Count the lines in the records below that contain the string "lavender", matching case exactly. Give only the number.

Start of PROVIDED RECORDS

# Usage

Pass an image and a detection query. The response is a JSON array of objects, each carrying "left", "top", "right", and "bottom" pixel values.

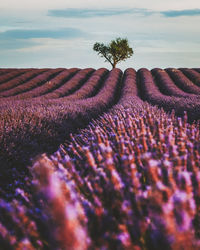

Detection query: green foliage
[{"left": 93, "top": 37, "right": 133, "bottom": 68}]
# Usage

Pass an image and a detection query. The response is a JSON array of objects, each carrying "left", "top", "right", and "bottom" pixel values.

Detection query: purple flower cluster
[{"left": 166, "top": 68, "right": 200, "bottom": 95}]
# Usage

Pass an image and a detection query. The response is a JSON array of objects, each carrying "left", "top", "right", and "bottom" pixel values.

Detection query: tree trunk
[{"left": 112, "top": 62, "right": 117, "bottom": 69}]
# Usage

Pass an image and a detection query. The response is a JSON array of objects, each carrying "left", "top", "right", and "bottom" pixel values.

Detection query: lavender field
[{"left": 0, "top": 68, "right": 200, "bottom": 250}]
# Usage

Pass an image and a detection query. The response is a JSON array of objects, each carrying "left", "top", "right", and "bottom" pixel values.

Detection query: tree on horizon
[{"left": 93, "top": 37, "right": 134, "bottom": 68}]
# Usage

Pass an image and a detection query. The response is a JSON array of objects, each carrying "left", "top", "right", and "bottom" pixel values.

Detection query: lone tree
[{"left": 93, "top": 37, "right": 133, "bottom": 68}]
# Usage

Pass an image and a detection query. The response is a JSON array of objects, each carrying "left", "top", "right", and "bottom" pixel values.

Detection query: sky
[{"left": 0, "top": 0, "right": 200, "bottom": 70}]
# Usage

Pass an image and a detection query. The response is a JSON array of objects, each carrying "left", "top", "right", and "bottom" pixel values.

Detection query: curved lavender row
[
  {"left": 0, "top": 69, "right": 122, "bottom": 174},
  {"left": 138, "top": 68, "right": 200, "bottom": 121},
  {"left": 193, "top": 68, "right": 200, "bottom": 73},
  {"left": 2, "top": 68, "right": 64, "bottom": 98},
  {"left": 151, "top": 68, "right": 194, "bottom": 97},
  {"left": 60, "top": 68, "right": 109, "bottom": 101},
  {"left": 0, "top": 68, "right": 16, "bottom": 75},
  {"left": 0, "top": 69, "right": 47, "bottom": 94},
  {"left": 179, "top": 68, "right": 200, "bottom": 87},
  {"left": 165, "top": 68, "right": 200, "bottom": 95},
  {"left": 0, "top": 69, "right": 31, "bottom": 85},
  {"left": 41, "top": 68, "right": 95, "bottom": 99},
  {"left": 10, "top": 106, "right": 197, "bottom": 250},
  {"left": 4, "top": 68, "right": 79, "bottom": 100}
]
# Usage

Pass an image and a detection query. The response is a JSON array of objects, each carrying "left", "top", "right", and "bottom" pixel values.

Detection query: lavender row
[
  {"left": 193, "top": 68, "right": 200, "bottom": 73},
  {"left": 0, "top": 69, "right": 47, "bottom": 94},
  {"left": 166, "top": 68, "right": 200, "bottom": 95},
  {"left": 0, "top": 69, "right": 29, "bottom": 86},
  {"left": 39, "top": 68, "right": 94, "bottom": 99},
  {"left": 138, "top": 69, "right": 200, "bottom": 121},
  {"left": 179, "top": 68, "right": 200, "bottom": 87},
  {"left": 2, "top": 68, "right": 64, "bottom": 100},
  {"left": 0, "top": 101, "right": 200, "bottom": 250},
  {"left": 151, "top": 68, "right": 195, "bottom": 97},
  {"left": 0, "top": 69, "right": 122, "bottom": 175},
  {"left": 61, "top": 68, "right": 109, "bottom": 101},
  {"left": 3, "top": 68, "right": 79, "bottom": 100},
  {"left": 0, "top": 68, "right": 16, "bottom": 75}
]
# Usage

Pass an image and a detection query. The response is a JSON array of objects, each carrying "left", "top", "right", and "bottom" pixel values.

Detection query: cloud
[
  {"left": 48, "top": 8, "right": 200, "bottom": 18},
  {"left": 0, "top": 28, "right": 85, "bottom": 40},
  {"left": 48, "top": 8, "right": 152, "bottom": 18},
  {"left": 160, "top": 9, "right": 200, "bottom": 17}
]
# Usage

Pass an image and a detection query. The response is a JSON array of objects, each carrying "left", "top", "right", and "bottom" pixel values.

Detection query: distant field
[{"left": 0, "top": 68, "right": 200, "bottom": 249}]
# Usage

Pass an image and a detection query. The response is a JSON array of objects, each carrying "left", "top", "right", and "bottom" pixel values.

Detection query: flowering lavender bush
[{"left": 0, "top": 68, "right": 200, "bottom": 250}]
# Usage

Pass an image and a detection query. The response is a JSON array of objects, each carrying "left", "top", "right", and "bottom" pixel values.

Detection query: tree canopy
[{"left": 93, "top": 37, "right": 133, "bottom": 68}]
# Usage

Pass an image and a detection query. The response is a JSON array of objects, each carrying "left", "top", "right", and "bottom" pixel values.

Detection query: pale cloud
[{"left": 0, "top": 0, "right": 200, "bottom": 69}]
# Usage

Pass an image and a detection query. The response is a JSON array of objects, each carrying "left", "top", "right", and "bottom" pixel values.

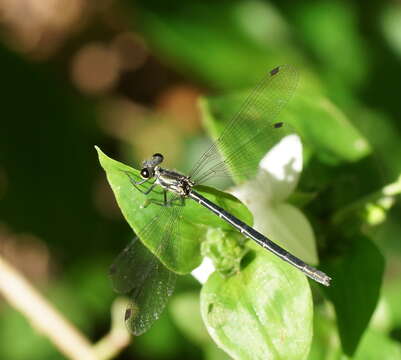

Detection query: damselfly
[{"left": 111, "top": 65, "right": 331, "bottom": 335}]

End of PROVIDED RECORDS

> [FULL RESPONSE]:
4